:: SET PROBLEM A ::
According to the supplied passage on decision tree pruning, what is the standard practice for pruning?

:: SUPPLIED PASSAGE ::
You are viewing a plain text version of this content. The canonical link for it is here.
Posted to issues@spark.apache.org by "Manoj Kumar (JIRA)" <ji...@apache.org> on 2016/06/14 05:01:57 UTC

[jira] [Comment Edited] (SPARK-3155) Support DecisionTree pruning

    [ https://issues.apache.org/jira/browse/SPARK-3155?page=com.atlassian.jira.plugin.system.issuetabpanels:comment-tabpanel&focusedCommentId=15328939#comment-15328939 ] 

Manoj Kumar edited comment on SPARK-3155 at 6/14/16 5:01 AM:
-------------------------------------------------------------

1. I agree that the use cases are limited to single trees. You kind of lose interpretability if you train the tree to maximum depth. It helps in improving interpretability while also improving on generalization performance. 
3. It is intuitive to prune the tree during training (i.e stop training after the validation error increases) . However this is very similar to just having a stopping criterion such as maximum depth, minimum samples in each node (except that the stopping criteria is dependent on validation data)
And is quite uncommon to do it. The standard practise (at least according to my lectures) is to train the tree to full depth and remove the leaves according to validation data.

However, if you feel that #14351 is more important, I can focus on that.


was (Author: mechcoder):
1. I agree that the use cases are limited to single trees. You kind of lose interpretability if you train the tree to maximum depth. It helps in improving interpretability while also improving on generalization performance. 
3. It is intuitive to prune the tree during training (i.e stop training after the validation error increases) . However this is very similar to just having a stopping criterion such as maximum depth, minimum samples in each node (except that the stopping criteria is dependent on validation data)

:: DATA TO USE ::
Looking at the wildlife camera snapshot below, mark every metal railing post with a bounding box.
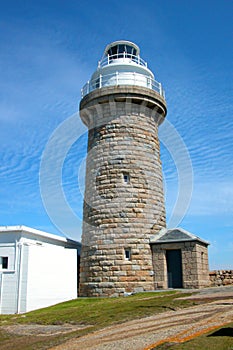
[99,74,102,88]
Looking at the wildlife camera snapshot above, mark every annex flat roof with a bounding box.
[150,227,210,245]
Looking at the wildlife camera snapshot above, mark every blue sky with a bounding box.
[0,0,233,269]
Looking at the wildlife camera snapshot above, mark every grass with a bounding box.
[0,291,194,350]
[155,322,233,350]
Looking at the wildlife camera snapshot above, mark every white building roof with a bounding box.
[0,225,81,246]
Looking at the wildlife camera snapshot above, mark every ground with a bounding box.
[0,286,233,350]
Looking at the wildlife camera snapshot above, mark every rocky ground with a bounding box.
[48,287,233,350]
[4,286,233,350]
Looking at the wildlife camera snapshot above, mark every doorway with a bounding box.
[166,249,183,288]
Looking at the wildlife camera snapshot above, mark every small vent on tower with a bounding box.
[125,248,131,260]
[123,172,130,184]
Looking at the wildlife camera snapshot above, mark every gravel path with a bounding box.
[50,288,233,350]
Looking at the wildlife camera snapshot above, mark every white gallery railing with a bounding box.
[81,72,165,98]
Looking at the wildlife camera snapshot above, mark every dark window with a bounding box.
[1,256,8,269]
[125,248,131,260]
[123,173,129,184]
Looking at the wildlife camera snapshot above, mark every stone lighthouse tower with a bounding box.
[79,40,166,296]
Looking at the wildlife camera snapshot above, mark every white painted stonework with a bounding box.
[0,226,80,314]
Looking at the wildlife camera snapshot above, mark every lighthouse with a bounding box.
[79,40,166,296]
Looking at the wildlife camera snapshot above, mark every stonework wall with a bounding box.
[80,88,166,296]
[152,241,209,289]
[209,270,233,287]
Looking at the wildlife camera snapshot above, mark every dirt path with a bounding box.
[50,289,233,350]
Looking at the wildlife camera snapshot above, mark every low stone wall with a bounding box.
[209,270,233,287]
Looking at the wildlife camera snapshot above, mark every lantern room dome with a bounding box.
[82,40,164,97]
[104,40,140,57]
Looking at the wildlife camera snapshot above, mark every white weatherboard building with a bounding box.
[0,226,80,314]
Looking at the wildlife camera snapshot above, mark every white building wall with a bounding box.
[26,242,77,311]
[0,243,18,314]
[0,227,78,314]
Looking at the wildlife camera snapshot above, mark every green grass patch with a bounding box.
[0,291,198,350]
[0,291,193,327]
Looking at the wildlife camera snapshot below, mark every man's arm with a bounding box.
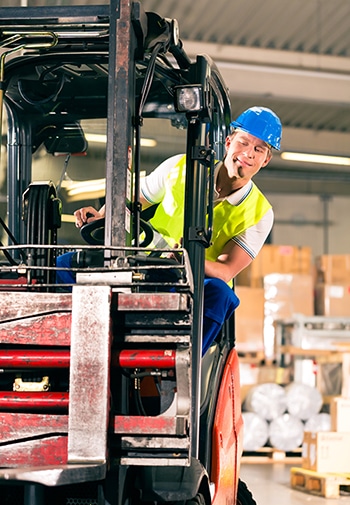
[205,240,252,282]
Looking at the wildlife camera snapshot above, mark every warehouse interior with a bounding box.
[0,0,350,505]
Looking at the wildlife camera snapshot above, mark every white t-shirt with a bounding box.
[141,154,274,259]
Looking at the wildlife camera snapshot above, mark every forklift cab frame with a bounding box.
[0,0,246,505]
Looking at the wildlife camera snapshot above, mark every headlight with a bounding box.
[174,84,203,112]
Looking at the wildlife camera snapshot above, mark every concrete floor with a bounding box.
[240,463,350,505]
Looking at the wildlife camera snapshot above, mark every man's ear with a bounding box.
[261,151,272,167]
[225,135,232,152]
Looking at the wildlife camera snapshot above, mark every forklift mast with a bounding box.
[0,0,242,505]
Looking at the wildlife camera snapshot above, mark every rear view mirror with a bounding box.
[44,123,88,155]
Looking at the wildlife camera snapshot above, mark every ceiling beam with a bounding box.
[184,41,350,106]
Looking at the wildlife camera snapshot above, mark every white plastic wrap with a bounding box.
[305,412,331,432]
[269,413,304,452]
[242,412,269,451]
[243,382,287,421]
[285,382,323,421]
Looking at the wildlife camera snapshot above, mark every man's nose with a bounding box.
[243,146,255,158]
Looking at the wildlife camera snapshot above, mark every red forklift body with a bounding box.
[0,0,242,505]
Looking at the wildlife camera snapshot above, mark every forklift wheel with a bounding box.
[185,493,205,505]
[237,479,257,505]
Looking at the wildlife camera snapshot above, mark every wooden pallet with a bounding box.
[290,467,350,498]
[241,447,302,465]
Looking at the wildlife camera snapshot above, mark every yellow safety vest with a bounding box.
[150,155,271,261]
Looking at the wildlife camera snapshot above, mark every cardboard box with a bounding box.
[264,274,314,359]
[235,286,264,353]
[330,396,350,433]
[236,244,312,288]
[315,282,350,317]
[302,431,350,473]
[315,254,350,284]
[264,274,315,320]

:: SET PROBLEM B ::
Extract every line of the entries that contains the word "tower".

:: CORRECT RESULT A ::
Train the tree to full depth, then remove leaves according to validation data.

:: CORRECT RESULT B ::
Looking at the wildlife camera snapshot above, mark every small vent on tower with a bounding box.
Looking at the wildlife camera snapshot above, mark every stone lighthouse tower with a bounding box.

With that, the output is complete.